* **Task instructions**:
Transcribe the listing below word for word, starting at the line that contains "of the man in" and running through its final line, both ends included.

-- -- --

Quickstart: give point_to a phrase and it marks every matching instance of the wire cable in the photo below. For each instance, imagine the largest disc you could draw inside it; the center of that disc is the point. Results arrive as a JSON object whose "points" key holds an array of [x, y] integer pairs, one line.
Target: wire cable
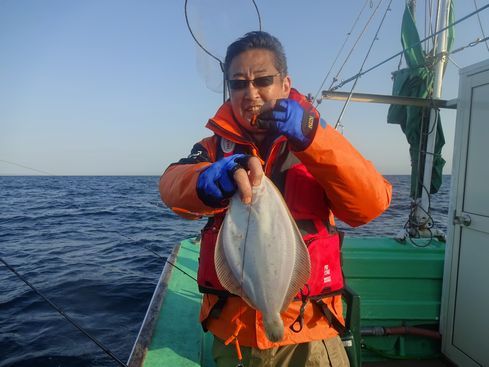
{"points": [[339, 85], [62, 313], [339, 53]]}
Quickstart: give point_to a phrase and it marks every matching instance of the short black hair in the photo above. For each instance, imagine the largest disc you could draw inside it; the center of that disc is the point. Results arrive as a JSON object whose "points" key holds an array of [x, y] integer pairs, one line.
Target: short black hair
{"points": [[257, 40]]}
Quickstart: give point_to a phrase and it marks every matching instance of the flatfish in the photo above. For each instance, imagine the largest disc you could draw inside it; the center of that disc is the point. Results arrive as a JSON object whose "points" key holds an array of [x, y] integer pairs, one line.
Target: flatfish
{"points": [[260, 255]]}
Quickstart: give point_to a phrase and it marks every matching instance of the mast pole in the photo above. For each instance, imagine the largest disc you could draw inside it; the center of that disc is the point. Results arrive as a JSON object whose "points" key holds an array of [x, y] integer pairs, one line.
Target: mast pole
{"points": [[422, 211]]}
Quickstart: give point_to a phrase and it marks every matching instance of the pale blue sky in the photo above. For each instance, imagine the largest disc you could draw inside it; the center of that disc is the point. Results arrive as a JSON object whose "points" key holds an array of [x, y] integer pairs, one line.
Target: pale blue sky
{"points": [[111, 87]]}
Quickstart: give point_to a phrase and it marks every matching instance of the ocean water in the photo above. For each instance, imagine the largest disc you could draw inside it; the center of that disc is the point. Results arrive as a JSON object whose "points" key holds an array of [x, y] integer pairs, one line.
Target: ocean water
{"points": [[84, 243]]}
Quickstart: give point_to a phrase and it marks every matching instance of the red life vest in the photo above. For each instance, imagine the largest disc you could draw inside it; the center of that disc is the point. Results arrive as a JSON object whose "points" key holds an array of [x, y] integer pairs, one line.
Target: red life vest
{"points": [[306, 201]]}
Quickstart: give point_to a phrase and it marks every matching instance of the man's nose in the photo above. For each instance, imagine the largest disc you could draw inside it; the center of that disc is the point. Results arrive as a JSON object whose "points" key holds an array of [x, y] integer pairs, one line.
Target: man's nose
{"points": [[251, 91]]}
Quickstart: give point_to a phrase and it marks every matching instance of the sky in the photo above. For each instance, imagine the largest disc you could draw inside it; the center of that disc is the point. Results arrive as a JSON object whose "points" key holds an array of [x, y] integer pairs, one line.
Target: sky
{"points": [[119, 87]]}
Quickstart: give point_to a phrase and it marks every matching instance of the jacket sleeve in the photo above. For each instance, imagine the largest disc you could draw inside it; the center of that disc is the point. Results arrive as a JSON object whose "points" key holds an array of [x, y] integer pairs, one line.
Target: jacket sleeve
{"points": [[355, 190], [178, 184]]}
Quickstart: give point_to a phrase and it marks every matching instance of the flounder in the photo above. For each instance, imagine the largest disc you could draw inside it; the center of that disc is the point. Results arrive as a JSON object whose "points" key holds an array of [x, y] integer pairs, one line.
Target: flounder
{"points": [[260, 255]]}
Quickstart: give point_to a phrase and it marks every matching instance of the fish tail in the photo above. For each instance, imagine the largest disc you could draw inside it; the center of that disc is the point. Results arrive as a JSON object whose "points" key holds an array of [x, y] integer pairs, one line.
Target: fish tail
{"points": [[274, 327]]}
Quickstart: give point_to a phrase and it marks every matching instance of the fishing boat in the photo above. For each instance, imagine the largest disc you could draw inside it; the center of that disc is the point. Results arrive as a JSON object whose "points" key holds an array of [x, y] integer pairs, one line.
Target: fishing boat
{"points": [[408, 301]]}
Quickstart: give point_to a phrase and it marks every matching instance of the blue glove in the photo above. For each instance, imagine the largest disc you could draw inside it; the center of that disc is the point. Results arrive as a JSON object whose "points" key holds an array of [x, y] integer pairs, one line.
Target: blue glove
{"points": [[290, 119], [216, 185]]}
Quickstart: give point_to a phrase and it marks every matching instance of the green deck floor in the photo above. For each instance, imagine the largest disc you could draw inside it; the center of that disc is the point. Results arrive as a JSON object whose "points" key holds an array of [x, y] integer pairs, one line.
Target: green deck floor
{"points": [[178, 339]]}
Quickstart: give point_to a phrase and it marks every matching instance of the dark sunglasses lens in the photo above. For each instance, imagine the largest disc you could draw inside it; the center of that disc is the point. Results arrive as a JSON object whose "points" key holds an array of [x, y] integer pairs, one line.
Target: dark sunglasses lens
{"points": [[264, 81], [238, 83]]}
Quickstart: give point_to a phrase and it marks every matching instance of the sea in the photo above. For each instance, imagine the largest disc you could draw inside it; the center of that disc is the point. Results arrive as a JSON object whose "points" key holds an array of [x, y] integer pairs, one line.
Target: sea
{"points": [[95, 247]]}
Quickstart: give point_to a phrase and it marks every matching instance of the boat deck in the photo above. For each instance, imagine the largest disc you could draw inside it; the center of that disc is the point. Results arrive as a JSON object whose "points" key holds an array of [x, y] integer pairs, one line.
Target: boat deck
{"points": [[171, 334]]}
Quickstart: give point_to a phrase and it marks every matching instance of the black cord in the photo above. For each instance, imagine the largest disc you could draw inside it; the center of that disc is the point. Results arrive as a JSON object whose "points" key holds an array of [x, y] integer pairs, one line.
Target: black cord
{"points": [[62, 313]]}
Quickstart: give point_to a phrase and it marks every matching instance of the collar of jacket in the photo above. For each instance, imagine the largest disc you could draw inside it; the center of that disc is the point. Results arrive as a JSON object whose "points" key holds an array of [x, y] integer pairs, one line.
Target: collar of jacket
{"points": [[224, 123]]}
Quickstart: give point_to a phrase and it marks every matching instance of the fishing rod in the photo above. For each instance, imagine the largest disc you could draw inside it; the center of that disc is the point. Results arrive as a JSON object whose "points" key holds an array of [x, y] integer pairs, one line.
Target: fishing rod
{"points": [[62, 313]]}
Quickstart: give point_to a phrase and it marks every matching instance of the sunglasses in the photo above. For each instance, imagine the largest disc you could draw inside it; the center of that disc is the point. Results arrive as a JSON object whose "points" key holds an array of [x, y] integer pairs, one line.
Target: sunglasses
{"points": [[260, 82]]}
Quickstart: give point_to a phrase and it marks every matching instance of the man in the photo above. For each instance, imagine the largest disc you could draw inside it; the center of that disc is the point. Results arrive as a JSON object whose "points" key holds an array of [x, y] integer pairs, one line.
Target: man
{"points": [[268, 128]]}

-- -- --

* **Correct output**:
Quickstart: give point_to a phrase and it marks every matching instance of the man in the photo above. For each instance, imagine the largest disc you could draw inside it; the center of that disc is the point. Results arrive as a JSON object whose "points" key holds an array of [x, y] integer pairs, one line.
Target: man
{"points": [[268, 128]]}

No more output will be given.